#### Instruction 1:
Decide whether each statement below agrees with the passage about Nelson, answering yes or no and quoting the deciding words of the passage: (a) Nelson had been weighing careers in journalism or law after UCSB. (b) His book reached number one on Amazon's list of best-selling back-to-school books. (c) Nelson produced the book together with his father.
#### Instruction 2:
According to the passage about Nelson, who put on the workshop to which Nelson was invited?
#### Instruction 3:
Carry on the passage about Nelson, picking up after its final sentence.

#### Source passage:

⁂

Nelson was figuring out his first post-UCSB move — he’d been considering careers in journalism or law — when he was invited to a workshop put on by author Jack Canfield of Chicken Soup for the Soul fame. “Boom,” Nelson said, snapping his fingers. “The inspiration hit, and I thought, ‘What’s something I have expertise in?’ Being a good student.”

With his characteristic efficiency, Nelson set out to create an interactive journal for the new college student, hoping to pass along the lessons he learned and lived in an engaging and easy-to-use way. “I wanted to make college not such a threatening thing,” he said, noting that less than 35 percent of college students graduate in four years, and more than 40 percent never graduate at all.

Take Off! Your Pocket Coach to Student Success was published last August and reached number two on Amazon’s list of best-selling back-to-school books. Nelson partnered with his mom, Åsa Odbäck, on the book and credits her business acumen and life experience for its success. “We’re a great team,” he said.

⁂

#### Dataset excerpts:
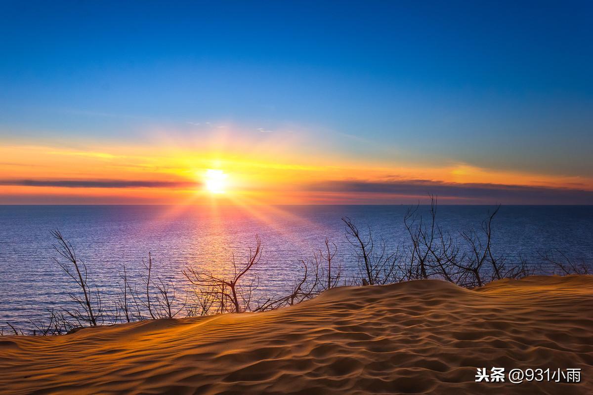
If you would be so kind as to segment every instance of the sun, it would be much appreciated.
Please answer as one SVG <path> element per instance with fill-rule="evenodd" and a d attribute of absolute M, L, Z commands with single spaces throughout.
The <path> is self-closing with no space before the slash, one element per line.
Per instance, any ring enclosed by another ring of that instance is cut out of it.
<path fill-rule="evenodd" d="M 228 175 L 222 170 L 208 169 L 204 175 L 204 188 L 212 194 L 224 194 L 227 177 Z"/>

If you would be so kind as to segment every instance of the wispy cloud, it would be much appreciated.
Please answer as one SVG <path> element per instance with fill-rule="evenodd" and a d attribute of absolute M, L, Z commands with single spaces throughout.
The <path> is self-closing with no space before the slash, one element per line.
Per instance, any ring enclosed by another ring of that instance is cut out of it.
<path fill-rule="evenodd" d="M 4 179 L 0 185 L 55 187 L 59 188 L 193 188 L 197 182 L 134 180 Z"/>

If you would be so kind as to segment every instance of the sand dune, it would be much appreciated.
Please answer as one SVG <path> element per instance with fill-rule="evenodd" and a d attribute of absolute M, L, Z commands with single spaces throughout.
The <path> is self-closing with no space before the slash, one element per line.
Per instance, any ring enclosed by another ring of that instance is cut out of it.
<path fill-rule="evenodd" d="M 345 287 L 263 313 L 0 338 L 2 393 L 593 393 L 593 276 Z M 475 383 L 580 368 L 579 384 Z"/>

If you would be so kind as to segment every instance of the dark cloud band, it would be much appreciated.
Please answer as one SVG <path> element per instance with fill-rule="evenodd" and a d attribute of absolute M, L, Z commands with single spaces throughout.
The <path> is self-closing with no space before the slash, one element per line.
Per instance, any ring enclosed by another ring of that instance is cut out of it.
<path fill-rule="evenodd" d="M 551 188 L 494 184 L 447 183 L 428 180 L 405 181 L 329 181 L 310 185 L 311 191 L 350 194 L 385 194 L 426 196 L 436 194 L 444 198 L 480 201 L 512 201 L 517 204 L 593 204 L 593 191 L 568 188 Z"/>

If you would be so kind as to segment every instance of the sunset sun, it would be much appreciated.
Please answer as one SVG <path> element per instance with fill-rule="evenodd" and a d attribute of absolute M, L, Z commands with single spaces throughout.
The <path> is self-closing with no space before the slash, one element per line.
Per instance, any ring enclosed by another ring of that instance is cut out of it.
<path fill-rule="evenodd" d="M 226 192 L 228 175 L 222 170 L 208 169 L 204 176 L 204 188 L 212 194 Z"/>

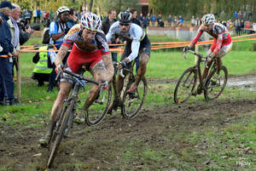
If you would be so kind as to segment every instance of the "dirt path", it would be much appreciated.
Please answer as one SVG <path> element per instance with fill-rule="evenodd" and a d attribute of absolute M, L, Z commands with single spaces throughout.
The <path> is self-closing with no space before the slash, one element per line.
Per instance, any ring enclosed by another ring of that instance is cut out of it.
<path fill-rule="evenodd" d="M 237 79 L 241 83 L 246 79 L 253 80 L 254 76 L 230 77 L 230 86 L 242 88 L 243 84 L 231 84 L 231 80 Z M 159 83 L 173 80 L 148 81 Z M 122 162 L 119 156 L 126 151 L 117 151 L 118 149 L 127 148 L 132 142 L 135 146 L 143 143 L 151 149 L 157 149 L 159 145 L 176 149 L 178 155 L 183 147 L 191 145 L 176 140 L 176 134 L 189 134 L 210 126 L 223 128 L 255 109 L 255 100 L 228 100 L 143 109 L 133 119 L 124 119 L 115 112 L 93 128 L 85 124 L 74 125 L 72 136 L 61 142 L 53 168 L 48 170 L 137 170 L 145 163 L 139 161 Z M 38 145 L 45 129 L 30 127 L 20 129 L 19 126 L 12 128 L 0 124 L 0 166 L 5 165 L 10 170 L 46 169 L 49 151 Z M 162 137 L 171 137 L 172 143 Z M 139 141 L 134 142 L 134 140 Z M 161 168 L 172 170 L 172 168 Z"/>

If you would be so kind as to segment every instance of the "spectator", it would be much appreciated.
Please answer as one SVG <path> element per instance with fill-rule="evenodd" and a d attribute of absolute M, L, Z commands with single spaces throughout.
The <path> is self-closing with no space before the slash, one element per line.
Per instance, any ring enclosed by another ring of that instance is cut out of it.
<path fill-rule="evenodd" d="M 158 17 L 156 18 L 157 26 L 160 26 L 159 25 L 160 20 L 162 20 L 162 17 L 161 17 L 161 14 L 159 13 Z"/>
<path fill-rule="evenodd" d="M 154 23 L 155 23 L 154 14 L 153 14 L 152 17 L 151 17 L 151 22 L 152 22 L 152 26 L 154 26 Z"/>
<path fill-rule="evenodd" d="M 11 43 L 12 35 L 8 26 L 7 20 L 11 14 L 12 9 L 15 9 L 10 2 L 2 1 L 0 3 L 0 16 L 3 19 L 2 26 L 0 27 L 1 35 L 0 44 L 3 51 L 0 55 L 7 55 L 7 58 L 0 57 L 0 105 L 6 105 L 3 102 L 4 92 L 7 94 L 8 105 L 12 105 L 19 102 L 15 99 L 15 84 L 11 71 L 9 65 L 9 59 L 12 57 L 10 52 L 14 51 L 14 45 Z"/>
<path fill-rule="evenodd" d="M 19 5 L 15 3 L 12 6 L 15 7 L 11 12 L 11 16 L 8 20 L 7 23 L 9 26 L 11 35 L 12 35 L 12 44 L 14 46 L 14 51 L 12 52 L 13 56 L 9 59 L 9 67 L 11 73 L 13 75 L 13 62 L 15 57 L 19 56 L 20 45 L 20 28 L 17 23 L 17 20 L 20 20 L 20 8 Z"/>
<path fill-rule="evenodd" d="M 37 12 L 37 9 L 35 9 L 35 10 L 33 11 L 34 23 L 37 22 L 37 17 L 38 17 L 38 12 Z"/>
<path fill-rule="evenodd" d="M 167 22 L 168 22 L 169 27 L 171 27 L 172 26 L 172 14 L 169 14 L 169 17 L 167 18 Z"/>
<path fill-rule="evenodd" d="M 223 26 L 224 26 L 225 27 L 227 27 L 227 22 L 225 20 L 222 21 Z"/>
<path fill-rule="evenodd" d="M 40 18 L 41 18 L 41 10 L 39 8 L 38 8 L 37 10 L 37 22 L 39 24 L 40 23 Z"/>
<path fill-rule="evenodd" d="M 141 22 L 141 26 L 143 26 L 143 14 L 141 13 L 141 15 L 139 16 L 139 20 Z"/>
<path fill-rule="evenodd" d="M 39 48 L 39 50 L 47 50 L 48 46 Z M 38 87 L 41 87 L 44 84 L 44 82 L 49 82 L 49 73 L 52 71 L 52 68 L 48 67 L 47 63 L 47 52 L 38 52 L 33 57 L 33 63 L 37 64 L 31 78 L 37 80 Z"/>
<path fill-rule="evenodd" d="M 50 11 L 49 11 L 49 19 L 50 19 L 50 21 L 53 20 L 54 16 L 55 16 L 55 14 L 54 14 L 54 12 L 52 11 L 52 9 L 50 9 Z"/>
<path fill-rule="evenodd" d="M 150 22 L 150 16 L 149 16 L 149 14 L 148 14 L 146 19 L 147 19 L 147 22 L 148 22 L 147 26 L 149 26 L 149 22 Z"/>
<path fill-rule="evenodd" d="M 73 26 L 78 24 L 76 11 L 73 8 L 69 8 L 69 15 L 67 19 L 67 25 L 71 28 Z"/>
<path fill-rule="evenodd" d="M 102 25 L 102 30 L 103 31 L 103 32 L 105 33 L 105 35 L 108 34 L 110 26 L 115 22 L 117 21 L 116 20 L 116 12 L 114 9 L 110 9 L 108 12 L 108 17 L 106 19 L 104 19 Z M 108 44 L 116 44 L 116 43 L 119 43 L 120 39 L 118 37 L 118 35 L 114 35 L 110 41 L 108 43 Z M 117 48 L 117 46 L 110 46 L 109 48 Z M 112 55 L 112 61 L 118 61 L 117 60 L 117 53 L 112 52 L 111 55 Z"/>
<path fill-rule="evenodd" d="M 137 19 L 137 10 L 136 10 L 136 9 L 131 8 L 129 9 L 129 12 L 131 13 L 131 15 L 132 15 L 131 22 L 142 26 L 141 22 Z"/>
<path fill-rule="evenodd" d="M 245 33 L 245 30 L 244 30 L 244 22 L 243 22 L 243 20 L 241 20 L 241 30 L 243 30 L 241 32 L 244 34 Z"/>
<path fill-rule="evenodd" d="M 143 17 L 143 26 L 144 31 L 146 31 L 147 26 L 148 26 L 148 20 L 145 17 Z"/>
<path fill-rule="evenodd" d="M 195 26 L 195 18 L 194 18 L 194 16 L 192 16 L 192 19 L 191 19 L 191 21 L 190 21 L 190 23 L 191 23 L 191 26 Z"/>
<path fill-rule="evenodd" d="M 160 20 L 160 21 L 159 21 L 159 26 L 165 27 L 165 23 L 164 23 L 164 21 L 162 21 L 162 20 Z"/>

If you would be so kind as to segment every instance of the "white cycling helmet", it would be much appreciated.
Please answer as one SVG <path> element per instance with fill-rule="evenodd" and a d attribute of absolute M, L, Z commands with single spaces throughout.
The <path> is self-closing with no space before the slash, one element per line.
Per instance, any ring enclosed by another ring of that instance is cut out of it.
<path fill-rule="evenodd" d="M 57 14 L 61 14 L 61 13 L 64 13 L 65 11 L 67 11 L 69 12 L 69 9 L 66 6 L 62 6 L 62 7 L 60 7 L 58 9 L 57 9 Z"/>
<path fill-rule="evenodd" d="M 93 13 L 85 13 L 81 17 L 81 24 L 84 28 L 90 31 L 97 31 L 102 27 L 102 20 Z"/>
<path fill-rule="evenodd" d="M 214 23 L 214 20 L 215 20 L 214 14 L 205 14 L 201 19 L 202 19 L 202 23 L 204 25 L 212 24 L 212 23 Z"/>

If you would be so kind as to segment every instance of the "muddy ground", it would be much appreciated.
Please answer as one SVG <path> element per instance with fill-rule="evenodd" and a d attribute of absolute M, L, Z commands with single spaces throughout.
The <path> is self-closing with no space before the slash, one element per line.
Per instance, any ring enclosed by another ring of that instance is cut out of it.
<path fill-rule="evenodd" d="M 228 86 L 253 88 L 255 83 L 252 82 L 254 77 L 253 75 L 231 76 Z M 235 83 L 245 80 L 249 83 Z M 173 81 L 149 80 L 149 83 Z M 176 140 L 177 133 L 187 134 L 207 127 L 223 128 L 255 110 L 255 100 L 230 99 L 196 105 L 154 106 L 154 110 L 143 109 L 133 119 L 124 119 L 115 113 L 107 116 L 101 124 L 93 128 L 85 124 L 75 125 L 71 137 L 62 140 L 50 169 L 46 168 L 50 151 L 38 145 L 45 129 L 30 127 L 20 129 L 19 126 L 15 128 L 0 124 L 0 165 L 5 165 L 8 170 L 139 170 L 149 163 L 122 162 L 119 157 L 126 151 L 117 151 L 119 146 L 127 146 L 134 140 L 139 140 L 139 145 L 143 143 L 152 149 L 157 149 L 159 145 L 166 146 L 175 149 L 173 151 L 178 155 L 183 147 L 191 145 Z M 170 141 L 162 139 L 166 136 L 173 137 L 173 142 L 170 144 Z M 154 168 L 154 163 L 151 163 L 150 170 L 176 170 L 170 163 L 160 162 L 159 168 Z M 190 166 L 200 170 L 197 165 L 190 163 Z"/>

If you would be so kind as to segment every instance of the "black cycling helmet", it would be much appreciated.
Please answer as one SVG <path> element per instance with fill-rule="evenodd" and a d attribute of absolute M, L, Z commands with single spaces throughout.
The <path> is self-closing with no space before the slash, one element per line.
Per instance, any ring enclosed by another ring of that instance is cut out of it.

⁂

#### Final result 1:
(a) Yes: "he’d been considering careers in journalism or law"
(b) No: "reached number two on Amazon’s list of best-selling back-to-school books"
(c) No: "Nelson partnered with his mom, Åsa Odbäck"

#### Final result 2:
Author Jack Canfield, of Chicken Soup for the Soul fame.

#### Final result 3:
Unfortunately, Nelson noted, colleges do little to prepare freshmen for their new lives of independence and higher learning, and how to manage both. He remembered his UCSB orientation focusing more on binge-drinking than study habits or health care. Take Off! helps students think both practically and introspectively, asking questions such as: What do you appreciate about yourself? What is your plan to take care of your body during college? and How do you manage times of stress? Blank pages are for responses, and motivational quotes and stories highlight different themes of self-help. The whole idea, said Nelson, is to build confidence and good habits in order to save time that would otherwise be wasted by doubt or distraction.

Nelson admitted it’s tough for a young graduate like himself to not come across as sanctimonious. He’s careful about his approach, and that tact comes through in person. He’s authentically humble. He’s just happened to figure out time in a way most, especially college freshmen, haven’t. “There’s a lot of time in the day,” he said. “You just have to be aware of the best way to use it.” Nelson plans to have a few more books published by the end of the year.